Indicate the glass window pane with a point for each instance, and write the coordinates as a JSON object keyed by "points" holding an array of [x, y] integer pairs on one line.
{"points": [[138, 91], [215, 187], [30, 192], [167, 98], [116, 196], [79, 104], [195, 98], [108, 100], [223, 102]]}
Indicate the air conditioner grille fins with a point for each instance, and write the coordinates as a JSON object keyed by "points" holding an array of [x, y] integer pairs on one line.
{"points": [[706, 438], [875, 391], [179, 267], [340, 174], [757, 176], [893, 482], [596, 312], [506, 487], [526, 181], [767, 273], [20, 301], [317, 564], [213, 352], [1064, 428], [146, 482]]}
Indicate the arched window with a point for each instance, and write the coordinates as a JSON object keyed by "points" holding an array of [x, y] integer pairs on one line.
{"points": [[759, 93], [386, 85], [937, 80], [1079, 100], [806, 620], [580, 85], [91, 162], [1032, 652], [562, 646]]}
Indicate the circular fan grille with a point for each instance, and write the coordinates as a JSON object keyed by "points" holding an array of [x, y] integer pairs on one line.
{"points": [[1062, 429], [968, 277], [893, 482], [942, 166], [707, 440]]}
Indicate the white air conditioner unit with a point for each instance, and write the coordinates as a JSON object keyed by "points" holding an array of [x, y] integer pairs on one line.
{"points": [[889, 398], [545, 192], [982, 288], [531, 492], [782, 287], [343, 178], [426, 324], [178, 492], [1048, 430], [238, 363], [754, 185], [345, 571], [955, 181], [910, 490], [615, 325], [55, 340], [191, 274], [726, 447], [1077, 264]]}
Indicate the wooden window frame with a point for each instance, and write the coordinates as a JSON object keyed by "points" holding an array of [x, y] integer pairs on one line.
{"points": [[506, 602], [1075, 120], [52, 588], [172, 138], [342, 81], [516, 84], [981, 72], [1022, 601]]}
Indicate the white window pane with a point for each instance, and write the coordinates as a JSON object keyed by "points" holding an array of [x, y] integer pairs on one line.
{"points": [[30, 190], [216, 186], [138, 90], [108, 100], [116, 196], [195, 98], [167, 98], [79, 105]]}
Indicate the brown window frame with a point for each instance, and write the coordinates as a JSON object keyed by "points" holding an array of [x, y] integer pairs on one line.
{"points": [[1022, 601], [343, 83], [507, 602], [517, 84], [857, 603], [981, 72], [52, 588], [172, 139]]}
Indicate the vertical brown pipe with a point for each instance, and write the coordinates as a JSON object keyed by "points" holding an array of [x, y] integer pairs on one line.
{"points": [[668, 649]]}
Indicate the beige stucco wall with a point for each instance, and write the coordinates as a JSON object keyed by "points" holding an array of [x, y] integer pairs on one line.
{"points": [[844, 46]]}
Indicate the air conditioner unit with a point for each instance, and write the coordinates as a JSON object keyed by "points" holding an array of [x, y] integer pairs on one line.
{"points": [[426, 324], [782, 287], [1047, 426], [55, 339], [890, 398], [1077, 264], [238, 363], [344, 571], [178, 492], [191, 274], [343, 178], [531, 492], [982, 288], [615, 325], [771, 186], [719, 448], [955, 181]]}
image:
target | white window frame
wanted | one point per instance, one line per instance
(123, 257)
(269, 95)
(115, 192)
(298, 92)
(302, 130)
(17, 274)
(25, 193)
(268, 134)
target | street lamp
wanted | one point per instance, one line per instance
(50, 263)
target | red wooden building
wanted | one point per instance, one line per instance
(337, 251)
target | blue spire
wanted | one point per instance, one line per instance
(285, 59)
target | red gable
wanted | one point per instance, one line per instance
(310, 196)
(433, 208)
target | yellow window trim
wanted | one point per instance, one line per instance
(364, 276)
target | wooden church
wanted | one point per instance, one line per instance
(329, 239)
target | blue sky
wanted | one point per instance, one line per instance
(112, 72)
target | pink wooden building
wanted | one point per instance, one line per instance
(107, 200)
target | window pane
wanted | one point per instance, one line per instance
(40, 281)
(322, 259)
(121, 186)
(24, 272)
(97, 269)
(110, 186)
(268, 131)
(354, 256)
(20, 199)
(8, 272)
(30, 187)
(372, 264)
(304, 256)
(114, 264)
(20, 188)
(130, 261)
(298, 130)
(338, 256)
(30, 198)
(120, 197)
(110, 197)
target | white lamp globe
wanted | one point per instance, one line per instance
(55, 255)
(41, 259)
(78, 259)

---

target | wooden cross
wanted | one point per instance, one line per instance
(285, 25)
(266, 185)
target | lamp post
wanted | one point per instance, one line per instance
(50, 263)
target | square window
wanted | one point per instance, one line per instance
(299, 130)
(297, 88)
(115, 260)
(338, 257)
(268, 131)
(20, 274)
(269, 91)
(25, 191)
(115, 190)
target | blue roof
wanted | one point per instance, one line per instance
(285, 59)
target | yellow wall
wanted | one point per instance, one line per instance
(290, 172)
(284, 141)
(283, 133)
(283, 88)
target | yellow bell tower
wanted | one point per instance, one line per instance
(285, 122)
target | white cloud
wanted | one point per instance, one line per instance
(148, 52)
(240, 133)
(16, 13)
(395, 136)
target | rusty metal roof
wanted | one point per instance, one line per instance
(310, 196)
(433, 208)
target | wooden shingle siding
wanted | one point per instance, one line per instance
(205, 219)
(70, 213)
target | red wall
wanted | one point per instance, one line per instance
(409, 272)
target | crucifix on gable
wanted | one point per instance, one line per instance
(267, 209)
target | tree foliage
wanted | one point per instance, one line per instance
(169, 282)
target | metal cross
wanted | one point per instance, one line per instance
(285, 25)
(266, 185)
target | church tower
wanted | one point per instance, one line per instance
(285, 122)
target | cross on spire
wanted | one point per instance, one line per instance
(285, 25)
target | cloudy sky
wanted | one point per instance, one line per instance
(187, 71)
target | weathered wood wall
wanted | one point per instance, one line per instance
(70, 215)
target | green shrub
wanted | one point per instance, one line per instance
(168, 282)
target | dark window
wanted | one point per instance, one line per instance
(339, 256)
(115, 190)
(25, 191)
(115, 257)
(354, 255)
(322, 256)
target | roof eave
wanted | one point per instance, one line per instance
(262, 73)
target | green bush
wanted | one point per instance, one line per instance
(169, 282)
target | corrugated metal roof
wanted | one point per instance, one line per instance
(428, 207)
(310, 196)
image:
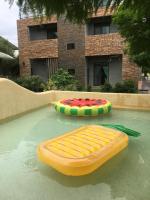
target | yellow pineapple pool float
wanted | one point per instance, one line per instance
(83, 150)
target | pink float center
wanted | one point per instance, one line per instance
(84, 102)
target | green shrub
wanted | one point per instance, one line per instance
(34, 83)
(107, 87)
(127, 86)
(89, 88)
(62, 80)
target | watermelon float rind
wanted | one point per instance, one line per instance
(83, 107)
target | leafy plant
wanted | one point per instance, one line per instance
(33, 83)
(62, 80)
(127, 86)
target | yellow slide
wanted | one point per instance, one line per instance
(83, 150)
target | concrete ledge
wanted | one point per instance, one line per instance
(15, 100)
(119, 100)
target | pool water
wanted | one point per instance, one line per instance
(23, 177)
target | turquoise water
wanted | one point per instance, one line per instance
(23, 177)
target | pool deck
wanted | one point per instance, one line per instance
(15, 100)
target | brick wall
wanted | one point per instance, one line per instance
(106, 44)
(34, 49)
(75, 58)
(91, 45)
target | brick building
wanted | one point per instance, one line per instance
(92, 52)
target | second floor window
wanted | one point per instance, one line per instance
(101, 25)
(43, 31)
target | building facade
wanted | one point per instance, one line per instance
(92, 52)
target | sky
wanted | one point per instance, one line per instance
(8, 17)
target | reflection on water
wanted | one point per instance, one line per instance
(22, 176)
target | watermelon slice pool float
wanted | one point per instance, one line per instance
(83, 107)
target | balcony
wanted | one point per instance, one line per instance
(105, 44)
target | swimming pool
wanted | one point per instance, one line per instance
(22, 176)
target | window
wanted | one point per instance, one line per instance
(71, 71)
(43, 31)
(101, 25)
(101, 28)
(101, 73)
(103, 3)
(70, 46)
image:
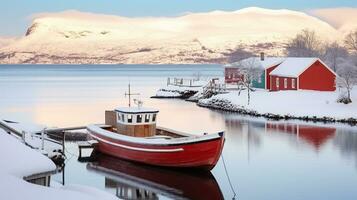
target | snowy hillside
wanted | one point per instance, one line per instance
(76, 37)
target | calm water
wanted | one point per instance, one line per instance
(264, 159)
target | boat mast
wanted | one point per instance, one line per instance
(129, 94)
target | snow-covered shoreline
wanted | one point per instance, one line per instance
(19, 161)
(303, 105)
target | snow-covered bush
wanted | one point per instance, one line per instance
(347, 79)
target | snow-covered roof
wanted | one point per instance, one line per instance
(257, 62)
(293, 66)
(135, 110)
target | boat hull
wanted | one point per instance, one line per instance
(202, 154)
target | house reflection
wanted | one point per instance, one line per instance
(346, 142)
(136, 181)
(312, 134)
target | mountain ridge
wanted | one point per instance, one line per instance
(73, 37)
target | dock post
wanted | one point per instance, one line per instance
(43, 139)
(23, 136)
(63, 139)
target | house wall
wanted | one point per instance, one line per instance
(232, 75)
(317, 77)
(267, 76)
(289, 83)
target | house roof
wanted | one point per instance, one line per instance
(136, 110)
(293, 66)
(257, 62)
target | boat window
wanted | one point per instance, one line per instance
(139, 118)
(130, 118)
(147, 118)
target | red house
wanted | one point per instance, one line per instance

...

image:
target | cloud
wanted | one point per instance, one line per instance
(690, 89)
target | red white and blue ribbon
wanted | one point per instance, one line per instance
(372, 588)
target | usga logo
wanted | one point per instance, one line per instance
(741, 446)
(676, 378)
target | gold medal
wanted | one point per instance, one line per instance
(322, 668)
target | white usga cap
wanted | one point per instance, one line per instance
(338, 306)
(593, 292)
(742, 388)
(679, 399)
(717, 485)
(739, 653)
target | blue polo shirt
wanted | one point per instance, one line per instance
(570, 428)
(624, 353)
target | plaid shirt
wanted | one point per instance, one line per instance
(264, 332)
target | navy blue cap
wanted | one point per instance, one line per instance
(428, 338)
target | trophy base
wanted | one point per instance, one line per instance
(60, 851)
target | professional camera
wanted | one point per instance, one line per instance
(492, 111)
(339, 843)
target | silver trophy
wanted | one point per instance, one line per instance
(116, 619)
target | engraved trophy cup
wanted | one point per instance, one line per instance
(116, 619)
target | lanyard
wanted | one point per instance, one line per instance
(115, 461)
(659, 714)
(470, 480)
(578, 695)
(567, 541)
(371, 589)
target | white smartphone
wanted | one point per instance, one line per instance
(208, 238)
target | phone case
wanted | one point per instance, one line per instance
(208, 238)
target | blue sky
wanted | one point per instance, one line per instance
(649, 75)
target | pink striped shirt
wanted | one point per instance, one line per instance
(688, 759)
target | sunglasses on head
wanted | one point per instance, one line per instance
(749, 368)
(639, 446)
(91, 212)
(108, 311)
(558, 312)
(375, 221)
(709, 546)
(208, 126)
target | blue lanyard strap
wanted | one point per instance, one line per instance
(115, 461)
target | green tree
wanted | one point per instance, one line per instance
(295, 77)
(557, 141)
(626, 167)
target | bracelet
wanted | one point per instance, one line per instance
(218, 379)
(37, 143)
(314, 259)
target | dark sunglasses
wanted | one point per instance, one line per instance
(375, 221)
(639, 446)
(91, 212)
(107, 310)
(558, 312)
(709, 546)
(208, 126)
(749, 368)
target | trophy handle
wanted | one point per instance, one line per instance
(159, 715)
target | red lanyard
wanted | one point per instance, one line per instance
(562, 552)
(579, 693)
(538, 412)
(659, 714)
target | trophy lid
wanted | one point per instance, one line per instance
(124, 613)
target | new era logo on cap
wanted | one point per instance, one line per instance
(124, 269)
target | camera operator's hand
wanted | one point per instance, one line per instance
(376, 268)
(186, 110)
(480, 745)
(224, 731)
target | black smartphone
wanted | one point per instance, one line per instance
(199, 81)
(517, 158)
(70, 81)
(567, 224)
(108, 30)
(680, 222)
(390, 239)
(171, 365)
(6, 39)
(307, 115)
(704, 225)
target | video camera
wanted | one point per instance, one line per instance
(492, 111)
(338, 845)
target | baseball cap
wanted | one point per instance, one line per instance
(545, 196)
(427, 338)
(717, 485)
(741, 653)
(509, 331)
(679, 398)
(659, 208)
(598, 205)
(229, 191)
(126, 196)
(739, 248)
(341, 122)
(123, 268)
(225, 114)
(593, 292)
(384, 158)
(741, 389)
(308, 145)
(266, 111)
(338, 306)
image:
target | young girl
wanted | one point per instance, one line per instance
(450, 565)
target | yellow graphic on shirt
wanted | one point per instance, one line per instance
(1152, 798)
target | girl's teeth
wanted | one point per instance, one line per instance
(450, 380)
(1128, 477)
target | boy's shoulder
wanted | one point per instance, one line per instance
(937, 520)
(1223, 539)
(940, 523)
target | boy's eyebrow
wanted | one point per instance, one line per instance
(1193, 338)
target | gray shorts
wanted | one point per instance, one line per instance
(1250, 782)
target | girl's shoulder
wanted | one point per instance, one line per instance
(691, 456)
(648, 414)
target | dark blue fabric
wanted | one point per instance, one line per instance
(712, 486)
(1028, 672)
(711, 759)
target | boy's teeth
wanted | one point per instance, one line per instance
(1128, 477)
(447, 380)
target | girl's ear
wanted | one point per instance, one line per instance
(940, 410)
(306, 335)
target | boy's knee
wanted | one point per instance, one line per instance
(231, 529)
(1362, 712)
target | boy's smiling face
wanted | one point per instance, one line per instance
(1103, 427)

Exercise directions.
Return every line in the records that contains the word "lanyard".

Output for this exercise.
target | lanyard
target | blue lanyard strap
target | red lanyard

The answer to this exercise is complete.